--- START ---

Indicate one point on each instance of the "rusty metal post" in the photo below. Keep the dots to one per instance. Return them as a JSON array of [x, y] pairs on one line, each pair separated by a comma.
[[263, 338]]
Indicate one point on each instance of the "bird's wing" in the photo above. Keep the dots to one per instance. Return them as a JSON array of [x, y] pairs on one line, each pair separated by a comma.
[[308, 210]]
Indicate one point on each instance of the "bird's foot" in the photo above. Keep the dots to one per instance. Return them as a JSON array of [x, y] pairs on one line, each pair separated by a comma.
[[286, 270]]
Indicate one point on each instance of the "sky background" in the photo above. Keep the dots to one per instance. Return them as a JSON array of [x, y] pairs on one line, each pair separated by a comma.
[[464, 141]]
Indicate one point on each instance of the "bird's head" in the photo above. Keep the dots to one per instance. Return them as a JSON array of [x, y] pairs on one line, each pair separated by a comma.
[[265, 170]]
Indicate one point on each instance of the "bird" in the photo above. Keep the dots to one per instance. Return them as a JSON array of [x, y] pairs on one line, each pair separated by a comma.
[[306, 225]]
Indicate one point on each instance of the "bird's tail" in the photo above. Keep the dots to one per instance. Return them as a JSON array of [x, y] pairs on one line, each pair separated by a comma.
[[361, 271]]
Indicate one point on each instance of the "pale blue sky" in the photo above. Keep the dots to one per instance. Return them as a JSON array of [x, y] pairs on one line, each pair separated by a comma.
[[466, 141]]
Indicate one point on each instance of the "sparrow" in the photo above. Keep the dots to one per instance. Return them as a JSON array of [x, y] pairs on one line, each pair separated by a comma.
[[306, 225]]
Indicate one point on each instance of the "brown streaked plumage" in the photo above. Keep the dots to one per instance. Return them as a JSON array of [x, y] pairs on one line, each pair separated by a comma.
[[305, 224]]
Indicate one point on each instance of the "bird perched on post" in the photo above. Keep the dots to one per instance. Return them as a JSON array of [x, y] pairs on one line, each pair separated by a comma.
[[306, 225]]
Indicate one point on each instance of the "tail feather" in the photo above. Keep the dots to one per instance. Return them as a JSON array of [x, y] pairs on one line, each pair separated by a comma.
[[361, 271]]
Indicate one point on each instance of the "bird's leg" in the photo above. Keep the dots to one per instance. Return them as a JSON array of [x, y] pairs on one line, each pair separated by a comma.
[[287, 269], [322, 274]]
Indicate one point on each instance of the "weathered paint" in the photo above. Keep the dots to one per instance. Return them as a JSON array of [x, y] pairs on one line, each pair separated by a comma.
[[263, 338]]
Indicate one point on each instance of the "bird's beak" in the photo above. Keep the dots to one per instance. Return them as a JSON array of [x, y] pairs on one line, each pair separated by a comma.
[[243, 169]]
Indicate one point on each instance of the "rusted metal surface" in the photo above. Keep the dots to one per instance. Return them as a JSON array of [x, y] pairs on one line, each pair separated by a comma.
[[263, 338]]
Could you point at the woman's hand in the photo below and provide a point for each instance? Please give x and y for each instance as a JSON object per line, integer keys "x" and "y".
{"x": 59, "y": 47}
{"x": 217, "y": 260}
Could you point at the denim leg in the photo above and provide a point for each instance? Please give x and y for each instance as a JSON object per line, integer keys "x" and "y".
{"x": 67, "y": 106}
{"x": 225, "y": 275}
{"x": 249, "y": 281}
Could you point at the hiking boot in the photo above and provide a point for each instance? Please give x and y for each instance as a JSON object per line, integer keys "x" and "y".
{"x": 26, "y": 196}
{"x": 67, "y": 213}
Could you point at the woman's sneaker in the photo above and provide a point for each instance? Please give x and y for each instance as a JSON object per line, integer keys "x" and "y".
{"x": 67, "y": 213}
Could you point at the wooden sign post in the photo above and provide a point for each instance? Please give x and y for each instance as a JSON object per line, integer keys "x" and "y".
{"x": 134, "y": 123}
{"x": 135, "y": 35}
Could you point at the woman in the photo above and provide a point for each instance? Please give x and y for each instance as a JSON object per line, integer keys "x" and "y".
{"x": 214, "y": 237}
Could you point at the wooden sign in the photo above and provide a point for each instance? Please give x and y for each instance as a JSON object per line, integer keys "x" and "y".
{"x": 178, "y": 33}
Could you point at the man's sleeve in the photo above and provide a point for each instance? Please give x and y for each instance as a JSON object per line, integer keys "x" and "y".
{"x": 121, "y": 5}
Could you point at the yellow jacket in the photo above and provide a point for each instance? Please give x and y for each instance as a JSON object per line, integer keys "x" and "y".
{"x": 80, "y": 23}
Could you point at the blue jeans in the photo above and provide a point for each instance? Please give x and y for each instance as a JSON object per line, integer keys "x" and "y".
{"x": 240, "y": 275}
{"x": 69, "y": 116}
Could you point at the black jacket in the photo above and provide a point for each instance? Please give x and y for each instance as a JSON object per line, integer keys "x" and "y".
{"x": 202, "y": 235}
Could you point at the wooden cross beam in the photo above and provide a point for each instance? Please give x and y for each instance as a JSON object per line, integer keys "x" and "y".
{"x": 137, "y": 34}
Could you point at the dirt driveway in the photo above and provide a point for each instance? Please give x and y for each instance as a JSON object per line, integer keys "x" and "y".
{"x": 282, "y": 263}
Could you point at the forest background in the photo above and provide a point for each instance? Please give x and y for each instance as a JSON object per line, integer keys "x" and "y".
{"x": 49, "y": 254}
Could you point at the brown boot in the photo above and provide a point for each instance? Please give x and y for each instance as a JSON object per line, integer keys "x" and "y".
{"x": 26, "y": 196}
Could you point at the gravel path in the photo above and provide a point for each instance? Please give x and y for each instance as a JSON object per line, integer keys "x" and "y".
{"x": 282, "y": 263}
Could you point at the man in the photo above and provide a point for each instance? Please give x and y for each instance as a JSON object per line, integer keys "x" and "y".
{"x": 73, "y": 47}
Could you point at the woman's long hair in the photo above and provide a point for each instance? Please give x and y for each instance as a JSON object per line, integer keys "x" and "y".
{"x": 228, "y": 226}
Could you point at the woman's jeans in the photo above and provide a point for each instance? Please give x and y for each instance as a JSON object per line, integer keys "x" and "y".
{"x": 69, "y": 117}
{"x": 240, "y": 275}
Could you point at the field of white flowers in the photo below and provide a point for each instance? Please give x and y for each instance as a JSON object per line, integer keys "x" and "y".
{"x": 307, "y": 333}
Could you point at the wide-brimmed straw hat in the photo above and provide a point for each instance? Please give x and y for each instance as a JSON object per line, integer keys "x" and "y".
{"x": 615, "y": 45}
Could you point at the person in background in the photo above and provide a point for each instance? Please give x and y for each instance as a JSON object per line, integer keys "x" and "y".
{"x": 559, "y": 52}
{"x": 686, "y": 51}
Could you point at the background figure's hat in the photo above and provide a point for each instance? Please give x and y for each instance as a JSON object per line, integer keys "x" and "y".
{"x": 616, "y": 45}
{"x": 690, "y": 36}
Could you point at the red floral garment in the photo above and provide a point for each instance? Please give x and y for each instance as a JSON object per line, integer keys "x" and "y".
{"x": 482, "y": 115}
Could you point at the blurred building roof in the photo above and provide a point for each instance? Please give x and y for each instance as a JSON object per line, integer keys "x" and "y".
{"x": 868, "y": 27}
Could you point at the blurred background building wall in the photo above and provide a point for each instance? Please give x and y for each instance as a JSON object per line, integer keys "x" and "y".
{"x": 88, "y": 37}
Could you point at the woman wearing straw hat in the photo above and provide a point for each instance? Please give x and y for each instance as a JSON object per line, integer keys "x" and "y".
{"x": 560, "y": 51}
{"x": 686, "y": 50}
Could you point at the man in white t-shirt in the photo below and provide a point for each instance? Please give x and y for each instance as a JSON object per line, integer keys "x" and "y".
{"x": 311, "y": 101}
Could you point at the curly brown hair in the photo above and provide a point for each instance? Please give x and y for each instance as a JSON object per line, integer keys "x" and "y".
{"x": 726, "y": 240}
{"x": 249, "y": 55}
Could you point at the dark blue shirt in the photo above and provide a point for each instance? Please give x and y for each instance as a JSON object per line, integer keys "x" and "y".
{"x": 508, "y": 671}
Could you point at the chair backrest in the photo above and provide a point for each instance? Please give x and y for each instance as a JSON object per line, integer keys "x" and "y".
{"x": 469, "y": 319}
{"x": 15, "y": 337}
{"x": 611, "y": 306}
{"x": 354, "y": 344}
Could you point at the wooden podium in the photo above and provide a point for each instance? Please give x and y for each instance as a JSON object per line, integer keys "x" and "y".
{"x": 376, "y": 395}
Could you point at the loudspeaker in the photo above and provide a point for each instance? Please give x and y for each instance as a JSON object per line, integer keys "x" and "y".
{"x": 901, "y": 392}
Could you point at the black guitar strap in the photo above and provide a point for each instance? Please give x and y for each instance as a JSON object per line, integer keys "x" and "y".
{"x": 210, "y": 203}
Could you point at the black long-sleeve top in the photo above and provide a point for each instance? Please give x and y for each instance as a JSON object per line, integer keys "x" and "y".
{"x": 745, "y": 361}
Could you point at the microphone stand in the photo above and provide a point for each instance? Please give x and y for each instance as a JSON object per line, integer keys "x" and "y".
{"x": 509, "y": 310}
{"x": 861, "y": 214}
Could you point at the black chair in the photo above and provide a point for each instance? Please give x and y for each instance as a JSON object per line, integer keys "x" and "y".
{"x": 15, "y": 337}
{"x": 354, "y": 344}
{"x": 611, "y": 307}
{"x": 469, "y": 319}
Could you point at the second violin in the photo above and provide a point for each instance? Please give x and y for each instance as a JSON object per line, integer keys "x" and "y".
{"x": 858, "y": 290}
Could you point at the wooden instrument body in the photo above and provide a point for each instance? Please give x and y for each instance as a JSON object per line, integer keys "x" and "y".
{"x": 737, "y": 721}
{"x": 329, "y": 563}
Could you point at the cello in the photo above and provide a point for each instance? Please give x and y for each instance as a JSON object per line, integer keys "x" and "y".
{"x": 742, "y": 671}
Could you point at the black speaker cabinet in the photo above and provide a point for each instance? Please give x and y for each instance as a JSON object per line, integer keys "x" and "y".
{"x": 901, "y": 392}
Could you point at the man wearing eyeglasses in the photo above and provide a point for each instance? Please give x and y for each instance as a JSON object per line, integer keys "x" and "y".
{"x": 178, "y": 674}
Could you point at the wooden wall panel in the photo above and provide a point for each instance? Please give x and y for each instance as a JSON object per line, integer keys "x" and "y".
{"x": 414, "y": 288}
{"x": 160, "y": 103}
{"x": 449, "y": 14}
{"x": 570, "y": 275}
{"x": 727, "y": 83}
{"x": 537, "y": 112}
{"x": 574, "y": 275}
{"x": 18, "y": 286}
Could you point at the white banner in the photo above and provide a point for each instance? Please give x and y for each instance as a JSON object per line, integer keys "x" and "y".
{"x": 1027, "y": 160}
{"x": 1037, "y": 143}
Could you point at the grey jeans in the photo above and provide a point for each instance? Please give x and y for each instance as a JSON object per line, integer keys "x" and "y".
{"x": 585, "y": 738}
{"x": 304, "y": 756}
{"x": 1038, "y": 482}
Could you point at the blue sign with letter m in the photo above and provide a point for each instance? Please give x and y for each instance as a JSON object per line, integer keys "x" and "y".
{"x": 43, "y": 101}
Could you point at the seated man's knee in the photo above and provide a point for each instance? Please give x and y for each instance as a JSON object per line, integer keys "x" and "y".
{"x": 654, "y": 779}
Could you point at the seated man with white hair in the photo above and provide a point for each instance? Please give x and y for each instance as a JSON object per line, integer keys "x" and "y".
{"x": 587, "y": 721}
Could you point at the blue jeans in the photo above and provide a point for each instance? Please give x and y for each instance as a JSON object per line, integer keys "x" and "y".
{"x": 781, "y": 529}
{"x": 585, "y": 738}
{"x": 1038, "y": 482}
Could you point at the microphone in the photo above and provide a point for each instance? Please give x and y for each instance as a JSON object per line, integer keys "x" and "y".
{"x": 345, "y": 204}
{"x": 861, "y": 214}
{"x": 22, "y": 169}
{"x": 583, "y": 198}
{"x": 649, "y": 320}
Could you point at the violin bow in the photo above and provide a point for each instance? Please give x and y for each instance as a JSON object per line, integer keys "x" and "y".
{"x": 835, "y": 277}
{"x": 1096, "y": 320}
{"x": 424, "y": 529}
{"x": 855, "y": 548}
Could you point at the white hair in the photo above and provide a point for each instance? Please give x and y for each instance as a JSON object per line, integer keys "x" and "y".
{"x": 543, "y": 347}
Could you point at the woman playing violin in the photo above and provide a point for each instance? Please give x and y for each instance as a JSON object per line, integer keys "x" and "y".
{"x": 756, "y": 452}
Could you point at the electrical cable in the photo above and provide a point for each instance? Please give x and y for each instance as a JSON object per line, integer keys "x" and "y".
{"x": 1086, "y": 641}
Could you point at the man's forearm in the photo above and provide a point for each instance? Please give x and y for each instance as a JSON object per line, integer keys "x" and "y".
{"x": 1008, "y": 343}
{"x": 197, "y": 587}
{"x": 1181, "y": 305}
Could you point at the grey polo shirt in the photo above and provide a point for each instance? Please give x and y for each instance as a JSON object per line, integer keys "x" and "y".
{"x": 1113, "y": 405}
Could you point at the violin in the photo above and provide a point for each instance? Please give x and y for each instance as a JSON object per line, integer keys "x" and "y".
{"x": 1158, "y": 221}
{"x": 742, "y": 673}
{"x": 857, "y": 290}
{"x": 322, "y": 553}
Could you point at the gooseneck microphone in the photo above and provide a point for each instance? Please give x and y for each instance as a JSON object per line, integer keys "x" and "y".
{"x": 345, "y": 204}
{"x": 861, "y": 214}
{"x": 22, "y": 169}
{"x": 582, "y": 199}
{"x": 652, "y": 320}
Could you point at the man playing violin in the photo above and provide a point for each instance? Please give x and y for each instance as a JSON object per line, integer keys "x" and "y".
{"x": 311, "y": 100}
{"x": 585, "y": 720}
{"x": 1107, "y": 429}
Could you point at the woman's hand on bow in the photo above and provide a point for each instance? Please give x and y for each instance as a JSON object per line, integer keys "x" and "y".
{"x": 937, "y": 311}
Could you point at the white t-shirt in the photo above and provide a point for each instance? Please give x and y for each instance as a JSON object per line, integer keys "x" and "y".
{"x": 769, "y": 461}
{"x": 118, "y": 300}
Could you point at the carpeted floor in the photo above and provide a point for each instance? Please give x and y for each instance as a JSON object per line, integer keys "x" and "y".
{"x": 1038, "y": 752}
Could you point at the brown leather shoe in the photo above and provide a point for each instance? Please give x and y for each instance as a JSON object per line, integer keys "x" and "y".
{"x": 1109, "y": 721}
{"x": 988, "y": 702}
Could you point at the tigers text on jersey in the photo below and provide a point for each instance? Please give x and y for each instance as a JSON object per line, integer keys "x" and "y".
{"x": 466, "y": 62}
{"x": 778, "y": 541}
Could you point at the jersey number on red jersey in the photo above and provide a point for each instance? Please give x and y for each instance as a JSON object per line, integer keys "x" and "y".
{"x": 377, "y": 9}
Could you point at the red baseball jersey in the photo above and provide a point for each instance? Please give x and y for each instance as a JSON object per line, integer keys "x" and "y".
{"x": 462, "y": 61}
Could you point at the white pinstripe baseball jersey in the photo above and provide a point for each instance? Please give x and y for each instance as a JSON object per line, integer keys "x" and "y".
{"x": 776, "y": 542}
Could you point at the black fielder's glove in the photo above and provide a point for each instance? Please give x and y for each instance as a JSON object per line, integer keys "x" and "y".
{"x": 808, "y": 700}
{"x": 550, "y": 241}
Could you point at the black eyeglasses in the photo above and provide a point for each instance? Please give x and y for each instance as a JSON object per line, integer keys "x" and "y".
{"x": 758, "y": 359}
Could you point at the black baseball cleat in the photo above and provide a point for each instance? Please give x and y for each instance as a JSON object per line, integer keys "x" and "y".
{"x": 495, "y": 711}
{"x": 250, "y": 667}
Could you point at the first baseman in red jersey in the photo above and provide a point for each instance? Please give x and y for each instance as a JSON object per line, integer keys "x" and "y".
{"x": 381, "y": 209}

--- END ---

- _EXERCISE BRIEF_:
Beginning at the line containing "Could you point at the black fielder's", output exactly each line up to and including the last line of the material above.

- _SOLUTION FOR THIS EXERCISE_:
Could you point at the black fielder's glove in the photo above and provide a point for each instance? Please give x and y for each instance as a JSON object per line, integer keys "x" and "y".
{"x": 808, "y": 700}
{"x": 550, "y": 241}
Could you point at the black eyeglasses in the photo above and provide a point for each instance? Please give x and y for each instance as a JSON object per line, integer keys "x" and "y".
{"x": 758, "y": 359}
Could you point at the black baseball cleat in the photo above and provide a point for each instance? Please give x and y for each instance as a JSON object per line, integer keys "x" and "y".
{"x": 495, "y": 711}
{"x": 250, "y": 667}
Could you point at the first baseman in red jersey in the photo above and provide a point for each instance? Please give x and y for each instance as a JSON object per line, integer keys "x" and "y".
{"x": 381, "y": 209}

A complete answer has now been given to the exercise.